--- WORK INSTRUCTION ---
Locate every line in the records that contains the string "negative", and copy each of those lines out in full.

----- DATA SECTION

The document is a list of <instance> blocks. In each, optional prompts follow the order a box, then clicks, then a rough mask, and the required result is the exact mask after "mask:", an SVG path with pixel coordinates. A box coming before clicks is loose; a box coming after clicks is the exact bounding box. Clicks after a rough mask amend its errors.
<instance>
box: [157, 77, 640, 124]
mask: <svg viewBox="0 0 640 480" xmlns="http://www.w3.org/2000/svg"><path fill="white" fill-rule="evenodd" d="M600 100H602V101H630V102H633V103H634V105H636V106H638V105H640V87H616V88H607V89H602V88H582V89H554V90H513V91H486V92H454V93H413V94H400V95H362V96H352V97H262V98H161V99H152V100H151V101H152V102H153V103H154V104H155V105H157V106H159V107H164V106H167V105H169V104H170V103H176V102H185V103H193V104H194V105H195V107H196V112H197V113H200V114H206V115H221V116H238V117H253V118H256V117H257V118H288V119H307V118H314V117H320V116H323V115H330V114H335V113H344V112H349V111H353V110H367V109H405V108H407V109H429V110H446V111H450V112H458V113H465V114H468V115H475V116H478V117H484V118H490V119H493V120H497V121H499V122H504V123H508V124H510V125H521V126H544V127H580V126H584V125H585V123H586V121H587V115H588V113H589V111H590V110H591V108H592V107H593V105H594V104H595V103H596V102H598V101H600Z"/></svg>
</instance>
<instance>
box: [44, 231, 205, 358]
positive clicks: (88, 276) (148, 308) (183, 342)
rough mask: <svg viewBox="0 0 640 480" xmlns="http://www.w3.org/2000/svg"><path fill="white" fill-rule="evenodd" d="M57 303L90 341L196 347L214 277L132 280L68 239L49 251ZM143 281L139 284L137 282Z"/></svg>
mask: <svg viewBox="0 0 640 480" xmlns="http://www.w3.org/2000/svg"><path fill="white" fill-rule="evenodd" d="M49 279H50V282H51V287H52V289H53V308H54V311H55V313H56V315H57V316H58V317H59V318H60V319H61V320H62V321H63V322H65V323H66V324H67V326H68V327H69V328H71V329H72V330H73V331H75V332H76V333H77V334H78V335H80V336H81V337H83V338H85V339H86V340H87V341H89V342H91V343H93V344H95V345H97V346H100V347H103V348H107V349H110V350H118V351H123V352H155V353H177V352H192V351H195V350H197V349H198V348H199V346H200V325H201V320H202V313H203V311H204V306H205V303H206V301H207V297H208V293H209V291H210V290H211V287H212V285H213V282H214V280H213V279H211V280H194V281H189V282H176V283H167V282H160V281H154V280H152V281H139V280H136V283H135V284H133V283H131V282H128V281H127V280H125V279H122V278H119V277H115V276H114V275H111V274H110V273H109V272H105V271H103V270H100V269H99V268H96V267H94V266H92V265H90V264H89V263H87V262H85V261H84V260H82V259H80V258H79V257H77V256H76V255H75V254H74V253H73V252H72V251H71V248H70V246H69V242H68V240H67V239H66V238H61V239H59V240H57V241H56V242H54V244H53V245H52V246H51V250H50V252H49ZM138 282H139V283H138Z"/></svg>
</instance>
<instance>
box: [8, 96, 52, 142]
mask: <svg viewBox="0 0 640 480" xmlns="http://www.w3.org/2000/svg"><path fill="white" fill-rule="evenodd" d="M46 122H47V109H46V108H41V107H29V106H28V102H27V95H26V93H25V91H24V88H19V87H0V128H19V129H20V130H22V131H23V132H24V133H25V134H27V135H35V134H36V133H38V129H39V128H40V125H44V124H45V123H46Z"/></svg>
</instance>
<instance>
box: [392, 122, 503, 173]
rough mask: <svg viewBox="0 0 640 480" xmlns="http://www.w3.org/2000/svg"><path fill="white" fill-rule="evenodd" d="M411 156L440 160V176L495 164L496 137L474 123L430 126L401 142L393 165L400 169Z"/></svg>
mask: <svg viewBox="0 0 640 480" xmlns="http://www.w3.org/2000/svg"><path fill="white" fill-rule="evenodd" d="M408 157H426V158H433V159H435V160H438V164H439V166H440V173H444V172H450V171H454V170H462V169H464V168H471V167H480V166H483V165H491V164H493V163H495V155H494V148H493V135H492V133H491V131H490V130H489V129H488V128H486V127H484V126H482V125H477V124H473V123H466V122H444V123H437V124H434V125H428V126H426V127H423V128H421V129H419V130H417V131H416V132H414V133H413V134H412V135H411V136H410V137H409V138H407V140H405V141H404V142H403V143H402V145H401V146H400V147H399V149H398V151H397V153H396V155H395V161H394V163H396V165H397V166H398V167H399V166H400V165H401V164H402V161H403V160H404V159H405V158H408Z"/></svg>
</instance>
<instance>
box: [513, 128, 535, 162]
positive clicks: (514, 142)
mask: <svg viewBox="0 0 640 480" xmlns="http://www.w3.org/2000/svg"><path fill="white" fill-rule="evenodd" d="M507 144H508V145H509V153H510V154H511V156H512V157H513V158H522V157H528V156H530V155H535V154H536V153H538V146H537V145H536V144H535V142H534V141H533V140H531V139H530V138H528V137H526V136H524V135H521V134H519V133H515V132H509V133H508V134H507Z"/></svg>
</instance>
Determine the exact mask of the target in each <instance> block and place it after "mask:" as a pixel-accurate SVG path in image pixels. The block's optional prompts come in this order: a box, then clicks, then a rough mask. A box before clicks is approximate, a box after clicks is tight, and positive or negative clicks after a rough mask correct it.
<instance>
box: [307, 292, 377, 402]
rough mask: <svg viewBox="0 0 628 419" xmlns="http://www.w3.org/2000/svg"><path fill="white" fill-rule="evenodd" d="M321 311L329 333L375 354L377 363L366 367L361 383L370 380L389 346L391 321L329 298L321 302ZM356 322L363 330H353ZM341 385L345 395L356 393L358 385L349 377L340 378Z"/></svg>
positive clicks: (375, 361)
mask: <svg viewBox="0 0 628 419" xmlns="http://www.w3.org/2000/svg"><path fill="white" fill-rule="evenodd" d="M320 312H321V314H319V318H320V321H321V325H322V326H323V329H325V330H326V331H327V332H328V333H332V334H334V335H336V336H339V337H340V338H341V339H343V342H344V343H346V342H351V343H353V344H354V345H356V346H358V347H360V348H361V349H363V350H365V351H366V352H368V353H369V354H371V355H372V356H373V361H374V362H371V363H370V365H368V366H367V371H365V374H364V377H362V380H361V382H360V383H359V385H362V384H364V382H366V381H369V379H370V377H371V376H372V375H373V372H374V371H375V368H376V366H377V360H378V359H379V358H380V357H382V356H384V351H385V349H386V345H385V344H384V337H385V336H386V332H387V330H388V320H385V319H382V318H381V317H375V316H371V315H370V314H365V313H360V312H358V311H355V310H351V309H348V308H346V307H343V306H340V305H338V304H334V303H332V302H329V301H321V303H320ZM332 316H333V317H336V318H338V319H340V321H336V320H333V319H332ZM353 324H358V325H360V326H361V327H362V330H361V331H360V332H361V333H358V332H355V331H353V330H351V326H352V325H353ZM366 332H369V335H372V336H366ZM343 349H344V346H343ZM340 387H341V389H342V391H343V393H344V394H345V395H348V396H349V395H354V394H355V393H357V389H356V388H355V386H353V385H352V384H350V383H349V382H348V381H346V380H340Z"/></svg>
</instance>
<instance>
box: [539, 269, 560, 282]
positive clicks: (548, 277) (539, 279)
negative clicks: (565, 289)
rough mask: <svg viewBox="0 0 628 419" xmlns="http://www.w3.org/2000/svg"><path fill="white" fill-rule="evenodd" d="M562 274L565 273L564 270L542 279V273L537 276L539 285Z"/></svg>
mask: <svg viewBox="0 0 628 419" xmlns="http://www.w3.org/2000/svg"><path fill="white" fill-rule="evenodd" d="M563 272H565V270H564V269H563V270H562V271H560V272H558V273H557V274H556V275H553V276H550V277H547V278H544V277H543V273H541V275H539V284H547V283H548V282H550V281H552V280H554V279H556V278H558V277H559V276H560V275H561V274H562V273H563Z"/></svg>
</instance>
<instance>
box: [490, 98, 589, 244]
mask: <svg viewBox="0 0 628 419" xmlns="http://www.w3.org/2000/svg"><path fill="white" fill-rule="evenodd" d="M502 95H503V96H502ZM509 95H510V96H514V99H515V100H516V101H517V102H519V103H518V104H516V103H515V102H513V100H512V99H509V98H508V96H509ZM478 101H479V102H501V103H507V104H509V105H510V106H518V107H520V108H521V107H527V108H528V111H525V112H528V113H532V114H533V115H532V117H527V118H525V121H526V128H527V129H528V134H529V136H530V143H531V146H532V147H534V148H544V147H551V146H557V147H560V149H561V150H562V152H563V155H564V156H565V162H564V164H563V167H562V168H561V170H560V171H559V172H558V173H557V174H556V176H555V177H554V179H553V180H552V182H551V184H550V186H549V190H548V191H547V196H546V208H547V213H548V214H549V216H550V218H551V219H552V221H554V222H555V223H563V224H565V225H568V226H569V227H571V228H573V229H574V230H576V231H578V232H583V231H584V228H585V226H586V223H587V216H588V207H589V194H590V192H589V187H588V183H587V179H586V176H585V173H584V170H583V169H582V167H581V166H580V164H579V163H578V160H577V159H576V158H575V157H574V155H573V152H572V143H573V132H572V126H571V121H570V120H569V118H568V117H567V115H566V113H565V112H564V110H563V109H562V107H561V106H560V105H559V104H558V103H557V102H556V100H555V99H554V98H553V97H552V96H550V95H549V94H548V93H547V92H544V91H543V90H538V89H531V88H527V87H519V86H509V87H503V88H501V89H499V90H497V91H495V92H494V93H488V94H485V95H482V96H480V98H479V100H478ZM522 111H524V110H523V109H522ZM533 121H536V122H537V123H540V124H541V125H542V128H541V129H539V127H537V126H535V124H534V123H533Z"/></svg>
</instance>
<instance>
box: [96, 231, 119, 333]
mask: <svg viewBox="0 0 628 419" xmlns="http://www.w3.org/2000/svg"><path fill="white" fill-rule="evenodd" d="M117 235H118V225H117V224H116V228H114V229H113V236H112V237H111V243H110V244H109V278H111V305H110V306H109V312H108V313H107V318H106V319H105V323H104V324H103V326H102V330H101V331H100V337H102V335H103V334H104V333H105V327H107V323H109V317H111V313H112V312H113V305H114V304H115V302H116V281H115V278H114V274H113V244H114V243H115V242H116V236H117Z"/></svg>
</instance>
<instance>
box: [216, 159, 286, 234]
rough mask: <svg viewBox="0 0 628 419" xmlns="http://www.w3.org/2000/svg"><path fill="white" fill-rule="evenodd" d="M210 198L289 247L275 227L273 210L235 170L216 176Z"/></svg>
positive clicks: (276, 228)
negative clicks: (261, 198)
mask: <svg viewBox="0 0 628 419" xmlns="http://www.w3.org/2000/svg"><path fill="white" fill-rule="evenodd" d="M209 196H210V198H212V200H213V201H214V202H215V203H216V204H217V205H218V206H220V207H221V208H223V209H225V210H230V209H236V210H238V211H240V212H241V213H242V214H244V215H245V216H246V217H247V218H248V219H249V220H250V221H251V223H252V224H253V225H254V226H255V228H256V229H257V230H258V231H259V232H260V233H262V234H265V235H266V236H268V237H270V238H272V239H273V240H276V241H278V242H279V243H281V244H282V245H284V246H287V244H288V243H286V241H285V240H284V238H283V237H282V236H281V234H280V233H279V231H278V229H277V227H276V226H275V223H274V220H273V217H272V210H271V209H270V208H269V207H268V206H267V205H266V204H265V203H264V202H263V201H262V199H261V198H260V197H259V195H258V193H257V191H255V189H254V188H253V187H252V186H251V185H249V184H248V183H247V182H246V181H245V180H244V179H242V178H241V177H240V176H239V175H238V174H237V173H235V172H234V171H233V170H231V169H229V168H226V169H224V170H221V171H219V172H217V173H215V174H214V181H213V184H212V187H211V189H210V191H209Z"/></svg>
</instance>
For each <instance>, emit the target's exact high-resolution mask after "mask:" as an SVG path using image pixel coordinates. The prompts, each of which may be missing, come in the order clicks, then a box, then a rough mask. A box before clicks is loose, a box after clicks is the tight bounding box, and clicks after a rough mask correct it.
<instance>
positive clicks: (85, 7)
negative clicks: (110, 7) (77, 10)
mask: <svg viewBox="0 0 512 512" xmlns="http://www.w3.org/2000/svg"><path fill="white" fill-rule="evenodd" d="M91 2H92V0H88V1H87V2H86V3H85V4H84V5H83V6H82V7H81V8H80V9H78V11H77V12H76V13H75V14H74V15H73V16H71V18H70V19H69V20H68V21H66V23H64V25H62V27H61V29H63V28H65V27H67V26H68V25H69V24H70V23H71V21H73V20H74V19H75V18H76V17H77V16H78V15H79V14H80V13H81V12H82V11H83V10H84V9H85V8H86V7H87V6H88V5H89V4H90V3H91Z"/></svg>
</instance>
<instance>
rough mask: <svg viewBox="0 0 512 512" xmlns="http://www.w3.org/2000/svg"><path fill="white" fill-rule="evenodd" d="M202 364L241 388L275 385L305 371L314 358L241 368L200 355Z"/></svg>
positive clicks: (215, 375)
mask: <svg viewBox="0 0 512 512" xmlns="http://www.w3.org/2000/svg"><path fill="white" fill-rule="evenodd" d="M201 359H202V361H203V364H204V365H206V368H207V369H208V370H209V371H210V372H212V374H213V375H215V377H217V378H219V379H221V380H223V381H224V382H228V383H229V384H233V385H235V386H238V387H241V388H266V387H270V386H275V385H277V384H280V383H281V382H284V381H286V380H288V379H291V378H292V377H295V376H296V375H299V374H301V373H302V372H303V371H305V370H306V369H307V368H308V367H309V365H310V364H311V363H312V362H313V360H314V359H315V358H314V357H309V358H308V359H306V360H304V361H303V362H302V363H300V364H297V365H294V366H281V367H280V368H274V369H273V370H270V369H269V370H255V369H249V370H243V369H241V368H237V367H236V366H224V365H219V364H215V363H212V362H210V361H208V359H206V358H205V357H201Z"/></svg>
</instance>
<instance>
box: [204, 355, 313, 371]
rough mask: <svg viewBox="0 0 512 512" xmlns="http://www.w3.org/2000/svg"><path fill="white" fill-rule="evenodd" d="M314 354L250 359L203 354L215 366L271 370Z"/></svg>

----------

--- RESULT OF THIS TASK ---
Determine the exact mask of the target in each <instance> block and place it after "mask:" as a pixel-accurate SVG path in image pixels. The block's optional prompts come in this order: a box, then clicks, then a rough mask. A box before clicks is approximate, a box after clicks is tight, and positive or negative clicks after a rough mask correct it.
negative clicks: (565, 289)
negative clicks: (261, 198)
negative clicks: (110, 7) (77, 10)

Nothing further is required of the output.